##### Data to use

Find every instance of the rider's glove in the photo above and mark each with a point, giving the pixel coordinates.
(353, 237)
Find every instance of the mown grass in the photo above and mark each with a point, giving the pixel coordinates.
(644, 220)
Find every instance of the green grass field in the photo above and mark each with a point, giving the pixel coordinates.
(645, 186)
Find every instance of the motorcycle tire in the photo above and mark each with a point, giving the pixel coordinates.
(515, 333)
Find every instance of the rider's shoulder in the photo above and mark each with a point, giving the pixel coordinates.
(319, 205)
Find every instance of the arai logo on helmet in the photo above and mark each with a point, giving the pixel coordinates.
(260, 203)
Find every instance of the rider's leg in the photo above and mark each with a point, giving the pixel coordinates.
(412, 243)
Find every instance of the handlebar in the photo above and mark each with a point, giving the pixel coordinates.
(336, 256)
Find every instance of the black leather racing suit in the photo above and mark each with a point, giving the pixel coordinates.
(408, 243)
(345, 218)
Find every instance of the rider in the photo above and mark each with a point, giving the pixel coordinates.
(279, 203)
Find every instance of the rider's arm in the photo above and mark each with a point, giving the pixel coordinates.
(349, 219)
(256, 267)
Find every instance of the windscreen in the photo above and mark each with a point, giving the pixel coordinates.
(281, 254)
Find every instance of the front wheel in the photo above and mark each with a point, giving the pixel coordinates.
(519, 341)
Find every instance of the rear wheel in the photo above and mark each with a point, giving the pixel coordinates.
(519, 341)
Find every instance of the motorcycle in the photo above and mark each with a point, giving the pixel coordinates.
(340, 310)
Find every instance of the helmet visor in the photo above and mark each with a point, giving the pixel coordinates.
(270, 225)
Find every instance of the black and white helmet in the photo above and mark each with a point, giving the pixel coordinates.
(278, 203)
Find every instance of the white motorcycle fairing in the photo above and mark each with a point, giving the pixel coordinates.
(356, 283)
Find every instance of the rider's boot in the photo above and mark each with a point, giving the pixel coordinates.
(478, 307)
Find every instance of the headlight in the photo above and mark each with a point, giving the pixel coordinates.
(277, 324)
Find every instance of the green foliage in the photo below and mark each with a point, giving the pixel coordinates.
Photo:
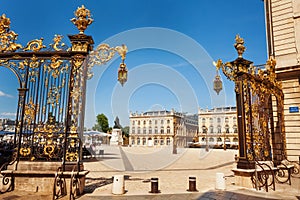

##########

Task to complete →
Please locate every line in the records above that contains the word "wheel", and copy each one out.

Task solution →
Find every instance of the front wheel in the photo above and mark each with a point, giving the pixel coordinates.
Find every instance of the rear wheel in the photo above and mark each with a point, giving the pixel coordinates.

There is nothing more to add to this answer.